:: TASK BRIEF ::
Take the line containing "Q: Provide one point on every instance of the open" and every line after it to the end of the records, and copy them exactly, excluding pictures.
--- Begin RAW DATA ---
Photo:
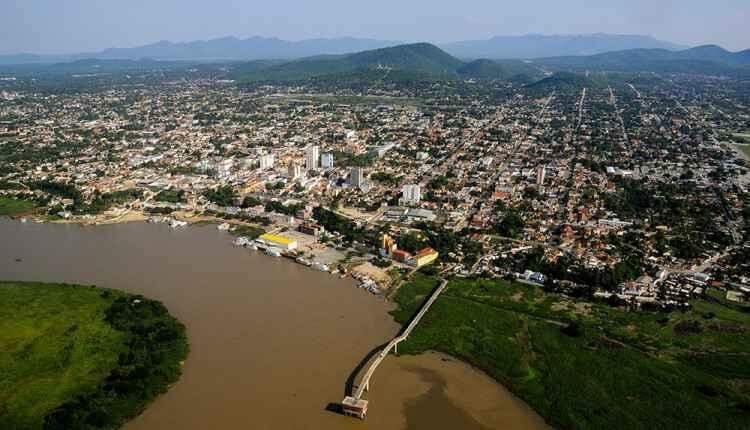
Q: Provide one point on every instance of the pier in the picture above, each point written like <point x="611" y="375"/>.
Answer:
<point x="355" y="405"/>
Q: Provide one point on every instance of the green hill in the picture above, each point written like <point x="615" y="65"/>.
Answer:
<point x="508" y="69"/>
<point x="419" y="58"/>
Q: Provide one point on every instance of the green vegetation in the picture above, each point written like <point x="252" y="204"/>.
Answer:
<point x="222" y="196"/>
<point x="11" y="207"/>
<point x="74" y="357"/>
<point x="103" y="202"/>
<point x="419" y="58"/>
<point x="590" y="366"/>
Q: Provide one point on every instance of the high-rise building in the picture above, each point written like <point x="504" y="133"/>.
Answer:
<point x="326" y="161"/>
<point x="312" y="157"/>
<point x="541" y="171"/>
<point x="411" y="194"/>
<point x="357" y="177"/>
<point x="266" y="161"/>
<point x="295" y="171"/>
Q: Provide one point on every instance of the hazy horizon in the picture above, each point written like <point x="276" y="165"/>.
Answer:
<point x="74" y="26"/>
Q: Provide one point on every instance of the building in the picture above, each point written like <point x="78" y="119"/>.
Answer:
<point x="354" y="407"/>
<point x="401" y="255"/>
<point x="278" y="241"/>
<point x="411" y="195"/>
<point x="295" y="171"/>
<point x="326" y="161"/>
<point x="424" y="257"/>
<point x="266" y="161"/>
<point x="312" y="157"/>
<point x="387" y="246"/>
<point x="357" y="177"/>
<point x="310" y="228"/>
<point x="382" y="150"/>
<point x="541" y="171"/>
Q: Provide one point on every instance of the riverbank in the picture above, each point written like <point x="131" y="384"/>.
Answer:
<point x="271" y="343"/>
<point x="74" y="356"/>
<point x="571" y="361"/>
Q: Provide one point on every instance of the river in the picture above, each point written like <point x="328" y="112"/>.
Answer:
<point x="272" y="342"/>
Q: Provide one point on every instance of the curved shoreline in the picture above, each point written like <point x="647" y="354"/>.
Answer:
<point x="229" y="299"/>
<point x="153" y="345"/>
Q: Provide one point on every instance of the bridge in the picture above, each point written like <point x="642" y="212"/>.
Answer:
<point x="354" y="405"/>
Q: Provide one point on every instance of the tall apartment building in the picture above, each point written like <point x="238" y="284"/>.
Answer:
<point x="312" y="157"/>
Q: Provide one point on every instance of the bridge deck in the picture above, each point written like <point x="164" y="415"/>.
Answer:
<point x="365" y="382"/>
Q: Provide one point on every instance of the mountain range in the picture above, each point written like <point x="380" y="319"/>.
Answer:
<point x="707" y="59"/>
<point x="417" y="60"/>
<point x="260" y="48"/>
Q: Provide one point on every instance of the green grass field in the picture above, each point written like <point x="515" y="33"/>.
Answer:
<point x="58" y="345"/>
<point x="610" y="369"/>
<point x="11" y="207"/>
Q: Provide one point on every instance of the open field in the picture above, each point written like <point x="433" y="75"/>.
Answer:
<point x="588" y="366"/>
<point x="12" y="207"/>
<point x="74" y="357"/>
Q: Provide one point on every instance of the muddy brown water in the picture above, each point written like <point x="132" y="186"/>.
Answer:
<point x="272" y="342"/>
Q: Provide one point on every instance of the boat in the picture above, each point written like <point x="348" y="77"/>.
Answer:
<point x="177" y="223"/>
<point x="303" y="261"/>
<point x="320" y="266"/>
<point x="273" y="252"/>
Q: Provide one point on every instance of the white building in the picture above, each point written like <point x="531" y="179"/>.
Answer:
<point x="541" y="171"/>
<point x="326" y="161"/>
<point x="357" y="177"/>
<point x="312" y="157"/>
<point x="411" y="195"/>
<point x="266" y="161"/>
<point x="295" y="171"/>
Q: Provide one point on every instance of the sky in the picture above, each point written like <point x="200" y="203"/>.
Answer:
<point x="72" y="26"/>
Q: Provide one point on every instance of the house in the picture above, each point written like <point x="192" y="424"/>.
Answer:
<point x="424" y="257"/>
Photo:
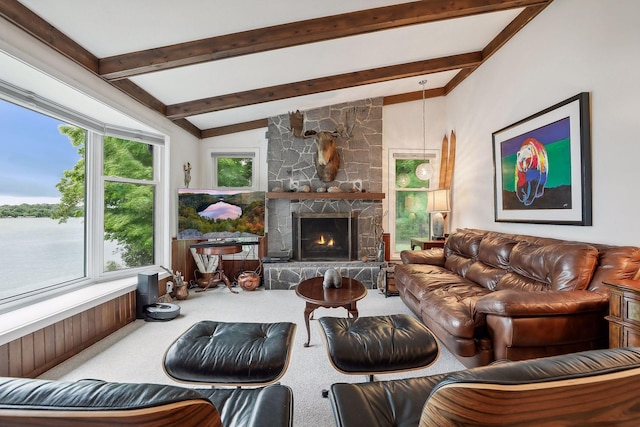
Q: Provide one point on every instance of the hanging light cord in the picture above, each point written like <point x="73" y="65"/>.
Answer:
<point x="424" y="125"/>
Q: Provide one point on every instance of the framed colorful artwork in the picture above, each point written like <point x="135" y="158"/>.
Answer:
<point x="542" y="166"/>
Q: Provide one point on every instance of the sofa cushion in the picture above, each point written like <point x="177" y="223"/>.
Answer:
<point x="556" y="267"/>
<point x="461" y="250"/>
<point x="453" y="307"/>
<point x="419" y="278"/>
<point x="615" y="263"/>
--- End RAW DATA ---
:: WRITTEN REPLY ::
Q: Provide one point on every instance of the open field in the picture above, each point written like <point x="433" y="75"/>.
Answer:
<point x="588" y="366"/>
<point x="12" y="207"/>
<point x="74" y="357"/>
Q: Provide one point on every instance of the muddy brown water in the picture above, each point written like <point x="132" y="186"/>.
Answer:
<point x="272" y="342"/>
Q: Provide one point on every instance of the boat in the picture above, each point written like <point x="348" y="77"/>.
Answer:
<point x="177" y="223"/>
<point x="303" y="261"/>
<point x="320" y="266"/>
<point x="273" y="252"/>
Q: Provide one point on every instance of the white building in the picture above, each point written like <point x="531" y="179"/>.
Answer:
<point x="541" y="171"/>
<point x="326" y="161"/>
<point x="357" y="177"/>
<point x="312" y="157"/>
<point x="411" y="195"/>
<point x="266" y="161"/>
<point x="295" y="171"/>
Q: Provide one point on every instance of the sky in the picture above, each point written like <point x="200" y="203"/>.
Answer:
<point x="72" y="26"/>
Q: Provide one point on every instance of the house in the picture above, each point written like <point x="192" y="424"/>.
Answer:
<point x="424" y="257"/>
Photo:
Q: Provide one point on every instance of the hanging light cord in the picture above, each point written like <point x="73" y="65"/>.
Answer:
<point x="424" y="125"/>
Q: Provide one point on every instance of the framed colorful artwork in the picture above, each point written like <point x="135" y="158"/>.
Answer:
<point x="542" y="166"/>
Q: Provide one point on every instance of the sofa cushion in the picture above, each point written like <point x="177" y="223"/>.
Answer:
<point x="556" y="267"/>
<point x="461" y="250"/>
<point x="453" y="307"/>
<point x="419" y="278"/>
<point x="615" y="263"/>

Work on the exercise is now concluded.